Point localization data:
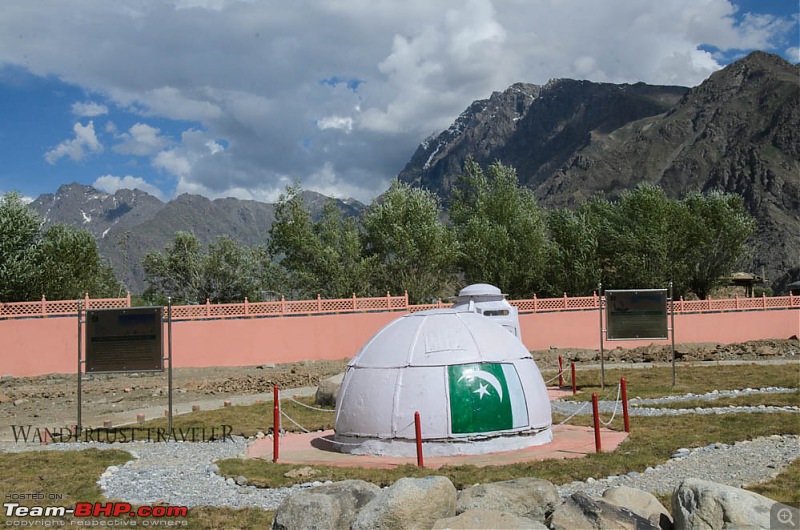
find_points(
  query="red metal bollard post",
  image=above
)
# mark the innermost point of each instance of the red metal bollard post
(418, 429)
(625, 416)
(276, 423)
(596, 414)
(574, 382)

Task statement:
Write the records out exactly, dropping every image.

Expected output:
find_points(
  query="red metal bollard post",
  image=above
)
# mark the innermost point of each instance of the red metal bollard post
(418, 429)
(625, 416)
(276, 423)
(596, 414)
(574, 382)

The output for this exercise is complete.